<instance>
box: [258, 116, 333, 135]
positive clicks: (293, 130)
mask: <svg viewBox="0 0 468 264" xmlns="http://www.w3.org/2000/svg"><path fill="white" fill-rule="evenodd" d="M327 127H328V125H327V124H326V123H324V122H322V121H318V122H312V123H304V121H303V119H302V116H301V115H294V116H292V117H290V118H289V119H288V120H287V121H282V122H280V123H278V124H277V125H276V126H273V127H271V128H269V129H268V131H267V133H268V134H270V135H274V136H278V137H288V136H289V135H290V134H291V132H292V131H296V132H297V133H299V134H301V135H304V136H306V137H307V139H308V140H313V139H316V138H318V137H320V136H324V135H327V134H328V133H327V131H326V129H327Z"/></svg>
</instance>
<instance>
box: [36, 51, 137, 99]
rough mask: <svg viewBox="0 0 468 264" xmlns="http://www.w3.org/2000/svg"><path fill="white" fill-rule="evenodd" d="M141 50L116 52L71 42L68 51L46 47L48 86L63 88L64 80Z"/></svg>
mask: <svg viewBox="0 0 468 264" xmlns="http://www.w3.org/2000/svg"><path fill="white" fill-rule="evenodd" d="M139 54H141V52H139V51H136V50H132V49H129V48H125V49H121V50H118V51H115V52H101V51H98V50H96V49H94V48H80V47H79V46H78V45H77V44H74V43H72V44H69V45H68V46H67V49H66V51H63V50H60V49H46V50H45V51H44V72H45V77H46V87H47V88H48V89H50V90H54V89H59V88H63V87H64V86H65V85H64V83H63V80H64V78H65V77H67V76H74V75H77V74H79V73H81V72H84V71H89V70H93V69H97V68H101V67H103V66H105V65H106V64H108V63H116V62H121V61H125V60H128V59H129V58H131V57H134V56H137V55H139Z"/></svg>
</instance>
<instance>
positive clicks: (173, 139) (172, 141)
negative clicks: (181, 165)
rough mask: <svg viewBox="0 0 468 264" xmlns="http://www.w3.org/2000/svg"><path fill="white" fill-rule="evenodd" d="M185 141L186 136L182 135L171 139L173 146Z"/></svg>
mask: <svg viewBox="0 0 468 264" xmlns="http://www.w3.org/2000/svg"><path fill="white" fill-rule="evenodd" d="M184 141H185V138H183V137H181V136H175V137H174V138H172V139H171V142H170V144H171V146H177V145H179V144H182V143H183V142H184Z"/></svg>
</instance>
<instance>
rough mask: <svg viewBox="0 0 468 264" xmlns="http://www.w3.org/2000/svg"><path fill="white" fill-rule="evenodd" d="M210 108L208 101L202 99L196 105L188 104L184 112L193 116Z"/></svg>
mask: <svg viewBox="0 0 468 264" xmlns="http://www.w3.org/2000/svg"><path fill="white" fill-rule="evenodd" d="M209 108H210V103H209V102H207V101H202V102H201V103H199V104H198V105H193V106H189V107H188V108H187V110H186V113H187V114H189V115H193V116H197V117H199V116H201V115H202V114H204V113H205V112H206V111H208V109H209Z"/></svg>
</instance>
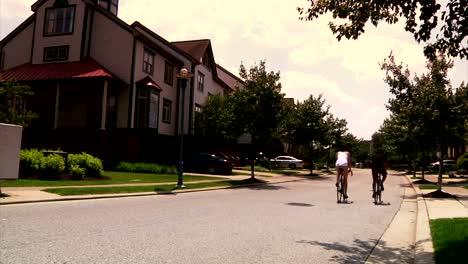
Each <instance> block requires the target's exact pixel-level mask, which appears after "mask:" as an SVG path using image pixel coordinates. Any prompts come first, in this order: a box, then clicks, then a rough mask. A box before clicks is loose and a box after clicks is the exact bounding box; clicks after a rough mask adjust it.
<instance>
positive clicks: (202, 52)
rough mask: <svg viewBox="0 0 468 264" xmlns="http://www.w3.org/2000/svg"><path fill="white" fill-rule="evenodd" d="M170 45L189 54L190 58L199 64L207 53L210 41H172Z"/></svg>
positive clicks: (192, 40) (207, 40)
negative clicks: (173, 41) (203, 57)
mask: <svg viewBox="0 0 468 264" xmlns="http://www.w3.org/2000/svg"><path fill="white" fill-rule="evenodd" d="M172 44H174V45H175V46H176V47H178V48H180V49H181V50H183V51H185V52H187V53H188V54H190V56H192V57H193V58H194V59H196V60H197V61H198V62H201V59H202V58H203V55H204V54H205V52H206V51H207V48H208V47H209V46H210V40H209V39H199V40H187V41H174V42H172Z"/></svg>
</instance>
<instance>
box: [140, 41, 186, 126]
mask: <svg viewBox="0 0 468 264" xmlns="http://www.w3.org/2000/svg"><path fill="white" fill-rule="evenodd" d="M145 47H146V46H145V45H144V44H143V43H141V42H138V43H137V46H136V53H135V56H136V57H135V62H136V63H135V81H139V80H141V79H143V78H145V77H146V76H149V77H151V79H153V80H154V81H155V82H156V83H157V84H158V85H159V86H160V87H161V89H162V90H161V93H160V102H159V133H160V134H164V135H174V130H175V122H176V120H177V116H176V111H175V109H176V106H177V79H176V73H177V67H176V66H175V65H174V73H173V74H174V80H173V83H172V85H169V84H167V83H166V82H164V70H165V67H166V61H168V59H166V58H165V57H163V56H162V55H161V54H158V53H156V52H155V51H153V50H152V51H153V52H154V53H155V57H154V71H153V74H147V73H145V72H143V52H144V49H145ZM146 48H148V49H149V50H151V48H149V47H146ZM187 90H188V91H187V94H186V96H187V97H186V101H188V100H189V99H188V98H189V96H190V93H189V86H188V85H187ZM163 98H164V99H167V100H169V101H171V102H172V113H171V122H170V123H164V122H162V114H163ZM186 107H188V103H187V105H186ZM185 110H186V116H187V114H188V109H187V108H185Z"/></svg>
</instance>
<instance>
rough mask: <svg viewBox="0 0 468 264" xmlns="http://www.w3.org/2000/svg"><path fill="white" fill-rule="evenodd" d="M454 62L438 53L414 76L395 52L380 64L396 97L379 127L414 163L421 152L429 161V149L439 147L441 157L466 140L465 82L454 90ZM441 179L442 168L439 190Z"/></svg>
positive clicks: (404, 153) (382, 132)
mask: <svg viewBox="0 0 468 264" xmlns="http://www.w3.org/2000/svg"><path fill="white" fill-rule="evenodd" d="M452 66H453V64H452V62H450V61H448V60H447V59H446V57H445V56H442V55H439V56H437V57H436V58H435V59H433V60H428V62H427V66H426V67H427V73H424V74H422V75H421V76H414V77H413V78H411V74H410V72H409V70H408V69H407V68H406V69H404V68H403V66H402V64H400V65H398V64H396V63H395V61H394V58H393V55H392V54H390V56H389V59H388V60H385V61H384V62H383V63H382V64H381V68H382V69H383V70H384V71H385V72H386V78H385V82H386V83H387V84H388V85H389V86H390V92H391V93H392V94H393V95H394V98H392V99H390V100H389V103H388V105H387V107H388V109H389V110H390V111H391V113H392V114H391V116H390V118H389V119H387V120H385V122H384V125H383V126H382V127H381V129H380V131H381V133H382V134H383V136H384V138H385V142H386V144H387V145H391V146H392V147H394V148H396V149H397V150H398V152H399V153H404V154H406V155H407V156H408V157H409V159H410V160H411V161H412V162H411V163H412V164H413V166H415V159H416V157H417V156H418V155H419V156H420V157H422V158H423V162H427V161H426V160H425V159H424V158H425V157H426V154H427V152H433V151H438V152H439V153H440V155H439V157H438V159H439V161H441V160H442V159H443V158H444V157H443V155H444V153H445V151H446V148H447V146H458V145H464V144H465V143H466V140H467V138H466V131H467V130H466V128H467V127H466V123H467V119H466V114H465V113H466V110H465V109H464V108H463V106H464V104H463V102H464V101H465V100H466V99H467V94H466V86H465V85H464V84H462V85H461V86H460V88H458V89H456V91H455V93H454V92H453V89H452V87H451V84H450V80H449V79H448V74H447V72H448V69H450V68H451V67H452ZM414 169H415V168H413V171H414ZM441 183H442V171H441V169H440V171H439V185H438V191H441Z"/></svg>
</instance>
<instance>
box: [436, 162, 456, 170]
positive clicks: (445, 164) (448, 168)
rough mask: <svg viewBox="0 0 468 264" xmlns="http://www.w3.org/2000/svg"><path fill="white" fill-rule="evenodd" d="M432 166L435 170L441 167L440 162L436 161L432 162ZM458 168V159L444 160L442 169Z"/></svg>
mask: <svg viewBox="0 0 468 264" xmlns="http://www.w3.org/2000/svg"><path fill="white" fill-rule="evenodd" d="M431 168H432V169H433V170H438V169H439V162H438V161H437V162H434V163H432V164H431ZM456 169H457V161H456V160H443V161H442V170H443V171H453V170H456Z"/></svg>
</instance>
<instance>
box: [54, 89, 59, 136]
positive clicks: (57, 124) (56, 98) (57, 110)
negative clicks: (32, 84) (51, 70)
mask: <svg viewBox="0 0 468 264" xmlns="http://www.w3.org/2000/svg"><path fill="white" fill-rule="evenodd" d="M59 109H60V83H57V86H56V91H55V116H54V129H57V128H58V117H59Z"/></svg>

■ ■ ■ ■ ■

ABOUT THIS TASK -> Return exactly the lines that run from the top of the listing above to the line containing "box: [36, 51, 137, 99]", please, keeping both end lines and leaving out everything else.

FINAL ANSWER ->
<instance>
box: [258, 116, 333, 135]
positive clicks: (293, 130)
mask: <svg viewBox="0 0 468 264" xmlns="http://www.w3.org/2000/svg"><path fill="white" fill-rule="evenodd" d="M327 127H328V125H327V124H326V123H324V122H322V121H318V122H312V123H304V121H303V119H302V116H301V115H294V116H292V117H290V118H289V119H288V120H287V121H282V122H280V123H278V124H277V125H276V126H273V127H271V128H269V129H268V131H267V133H268V134H270V135H274V136H278V137H288V136H289V135H290V134H291V132H292V131H296V132H297V133H299V134H301V135H304V136H306V137H307V139H308V140H313V139H316V138H318V137H320V136H324V135H327V134H328V133H327V131H326V129H327Z"/></svg>
</instance>
<instance>
box: [36, 51, 137, 99]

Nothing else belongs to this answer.